____ Supplied data

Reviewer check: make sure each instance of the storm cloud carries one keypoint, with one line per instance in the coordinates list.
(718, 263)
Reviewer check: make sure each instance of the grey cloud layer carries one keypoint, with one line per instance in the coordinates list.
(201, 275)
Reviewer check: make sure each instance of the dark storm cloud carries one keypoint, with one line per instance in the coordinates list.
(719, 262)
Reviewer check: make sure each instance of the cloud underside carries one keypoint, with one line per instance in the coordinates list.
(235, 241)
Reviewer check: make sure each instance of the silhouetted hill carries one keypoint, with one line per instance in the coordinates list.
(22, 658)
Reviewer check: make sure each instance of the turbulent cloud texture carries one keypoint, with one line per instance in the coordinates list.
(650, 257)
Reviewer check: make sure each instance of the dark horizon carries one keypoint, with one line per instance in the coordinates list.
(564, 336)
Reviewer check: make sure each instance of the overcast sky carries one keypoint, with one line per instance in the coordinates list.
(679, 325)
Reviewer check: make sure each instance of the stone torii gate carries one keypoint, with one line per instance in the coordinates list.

________
____ Supplied data

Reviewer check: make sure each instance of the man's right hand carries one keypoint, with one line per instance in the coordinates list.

________

Copy word for word the part of the entries that opens with the line containing "Reviewer check: make sure each instance of the turbulent" and closes with the line containing "Reviewer check: make sure each instance of the stone", including both of those lines.

▶ Answer
Reviewer check: make sure each instance of the turbulent cloud texture carries one keypoint, with one line per instance in the coordinates list.
(650, 257)
Reviewer check: make sure each instance of the dark horizon carries one keypoint, with one line per instance in the coordinates list.
(564, 336)
Reviewer check: make sure each instance of the overcast sky carries one keypoint, with one line per instance in the coordinates list.
(679, 325)
Reviewer check: make sure each instance of the stone torii gate carries one keypoint, with one line per instance in the coordinates list.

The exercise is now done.